▸ Provided text

I came to Vegas for the purposes of attending an adult-entertainment expo, which was already a soul-sucking choice on my part. Upon arrival, I was immediately overwhelmed by the length of time (three days) I had chosen to stay, alone, in the city. I knew the hours I spent at the aggressively loud, aggressively gauche expo would feel endless—it was, after all, a real-life compilation porno. The expo floor reeked of BO, alcohol, and seminal fluids. So did the city surrounding it.

Walking down the Strip, I found myself completely immersed in a mob of drunken revelers I did not know and had no desire to know. Being alone in such a "fun" and "festive" environment made me feel both sorry for myself and contemptuous of the mouth breathers around me. My milk of human kindness soured, rendering it the yogurt of human kindness. A mediocre young Midwestern couple walked by me, bickering; they wore matching beaded "bride" and "groom" ties. They strode, with purpose, toward divorce court.

Excerpts from a detection dataset:
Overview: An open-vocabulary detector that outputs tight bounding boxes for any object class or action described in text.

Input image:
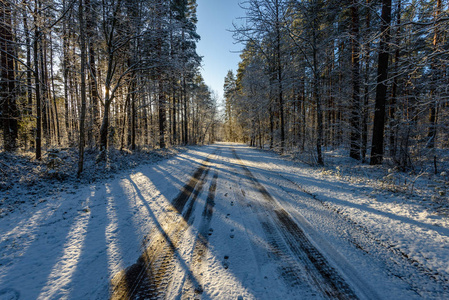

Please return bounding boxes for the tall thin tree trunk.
[0,1,19,151]
[33,1,42,160]
[77,0,87,177]
[349,0,361,160]
[370,0,391,165]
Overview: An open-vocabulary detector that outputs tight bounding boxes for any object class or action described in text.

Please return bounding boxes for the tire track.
[232,149,358,299]
[182,171,218,299]
[111,151,218,300]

▸ What is expected
Can you retype the entire Las Vegas passage word for word? The Las Vegas passage has nothing to do with these lines.

▸ Solution below
I came to Vegas for the purposes of attending an adult-entertainment expo, which was already a soul-sucking choice on my part. Upon arrival, I was immediately overwhelmed by the length of time (three days) I had chosen to stay, alone, in the city. I knew the hours I spent at the aggressively loud, aggressively gauche expo would feel endless—it was, after all, a real-life compilation porno. The expo floor reeked of BO, alcohol, and seminal fluids. So did the city surrounding it.

Walking down the Strip, I found myself completely immersed in a mob of drunken revelers I did not know and had no desire to know. Being alone in such a "fun" and "festive" environment made me feel both sorry for myself and contemptuous of the mouth breathers around me. My milk of human kindness soured, rendering it the yogurt of human kindness. A mediocre young Midwestern couple walked by me, bickering; they wore matching beaded "bride" and "groom" ties. They strode, with purpose, toward divorce court.